**Penggalan Teks**
+===+

Playing Seriously, Seriously Playing
Kadang berandai-andai, bagaimana jika saya lebih awal mengenali diri dan
meyakini apa yang ingin saya lakukan sebagai kesenangan dan profesi. Jalannya
tentu tidak akan lebih mudah, tapi setidaknya mungkin tidak perlu menghabiskan
bertahun-tahun kebosanan dan kebingungan.
What
You Really Really Want?
Sesederhana itu sih harapan saya pada pendidikan anak saya: agar ia tahu
apa yang benar-benar ia sukai dan ingin ia lakukan. Lalu bisa membangun diri
dan berkontribusi untuk sekitar dengan bahagia. Plus bisa menengok hidup orang
lain tanpa harus merasa lebih rendah atau lebih tinggi. Buat saya, sukses itu
ya sesederhana itu.
Di usianya yang baru 8, selain main gawai di akhir pekan, hal yang ia
lakukan dengan senang hati adalah menggambar. Ia bisa menggambar kapan dan di
mana saja. Di kereta, di ruang tunggu dokter, di mobil, di kelas – bahkan saat
ujian sekalipun. Melihatnya menggambar sambil bersenandung membuat saya
berpikir mungkin aktivitas itu bisa menjadi jangkar sekaligus kompasnya. Sarang
yang tenang untuk kembali. Tiap orang perlu punya ‘tempat’ ia bisa melarikan sekaligus
menemukan dirinya lagi.
Namun karena sekolah/pendidikan formal belum memberi ruang untuk
kecerdasan semacam ini berkembang, maka kami perlu mencari jalan di luar. Dan sebulan
terakhir ia ikut sekolah digital art. Tidak pernah sekali pun malas masuk.
Kalau melewatkan jadwal sehari saja dia sudah resah. Apa begini seharusnya
sekolah itu? 😼
Didikan Masa Lalu
Dulu sih di SMP saya pernah kena razia dan dimarahi karena membawa barang
yang dianggap tidak berhubungan dengan pelajaran sekolah: beberapa komik
Doraemon dan sebuah buku cerita yang saya lupa judulnya. Duh kalau anak-anak
diperlakukan begitu bisa-bisa nggak ada lagi yang membaca buku (komik juga) sebagai
sebuah kesenangan.

+===+

**Data yang Diberikan**
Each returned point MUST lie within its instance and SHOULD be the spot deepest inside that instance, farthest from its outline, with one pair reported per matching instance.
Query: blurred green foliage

+===+

**Tugas**
- A) Menurut penggalan teks tentang pendidikan anak, berapa usia sang anak?
- B) Tentukan apakah setiap pernyataan berikut sesuai dengan penggalan teks tentang pendidikan anak: (i) Sebulan terakhir anak itu ikut sekolah digital art. (ii) Anak itu hanya bisa menggambar di rumah. (iii) Saat razia di SMP, barang yang dibawa termasuk beberapa komik Doraemon.
- C) Silakan lanjutkan penggalan teks tentang pendidikan anak setelah kalimat terakhirnya.
Data di atas diambil dari sumber yang berbeda.

**Hasil**
- A) Usianya baru 8.

- B)
(i) Ya: "sebulan terakhir ia ikut sekolah digital art"
(ii) Tidak: "Ia bisa menggambar kapan dan di mana saja."
(iii) Ya: "beberapa komik Doraemon dan sebuah buku cerita yang saya lupa judulnya"

- C)
Lalu jika membaca saja masih dipandang harus menjadi bagian kewajiban
yang berhubungan dengan sekolah, apalagi menulis. Mimpi menjadi penulis bahkan
tidak pernah saya sebut sebagai cita-cita karena terdengar terlalu “mimpi.” Terlalu
bersenang-senang. Seperti bukan pekerjaan yang sebenarnya. Jadi saya
menyimpannya sendiri.
Tetapi akibatnya, saya sempat dua tahun salah jurusan kuliah sampai stres
sebelum masuk ke Komunikasi UI. Kemudian bertahun-tahun (berharap) puas menjadi
reporter dan content writer. Dan tetap saja merasa ada yang kurang.
Saya ingat ada atasan saya di media yang dengan cepat meragukan saya begitu
saya keluar dari kantor dengan alasan ingin menulis fiksi. Jadi begitulah tiap
kali kita ingin mengerjakan sesuatu yang benar-benar kita inginkan. Harus melepaskan
diri dulu dari suara-suara orang lain yang sudah terlanjur menjerat dan menjerit
dalam kepala.
Mengikuti Generasi Z
dan Alfa
Bicara soal mengabaikan kata orang, saya selalu belajar dari adik-adik
generasi Z (lahir 1998-2010). Betapa pun generasi saya, milenial/gen Y (lahir
1977-1997), sering menyebut generasi Z ini sebagai anak-anak yang tidak
konsisten dan tidak tahu sopan santun, saya tetap mengagumi sisi-sisi mereka
yang gesit, efisien, efektif.
Mereka memang seringkali tak bisa basa-basi tapi tahu yang mereka mau. Iya,
tidak semua. Tapi setidaknya generasi Z yang saya kenal, para pegiat literasi,
adalah yang begitu. Rasanya seperti melihat diri sendiri dalam versi yang lebih
berani dan tanpa beban didikan masa lalu.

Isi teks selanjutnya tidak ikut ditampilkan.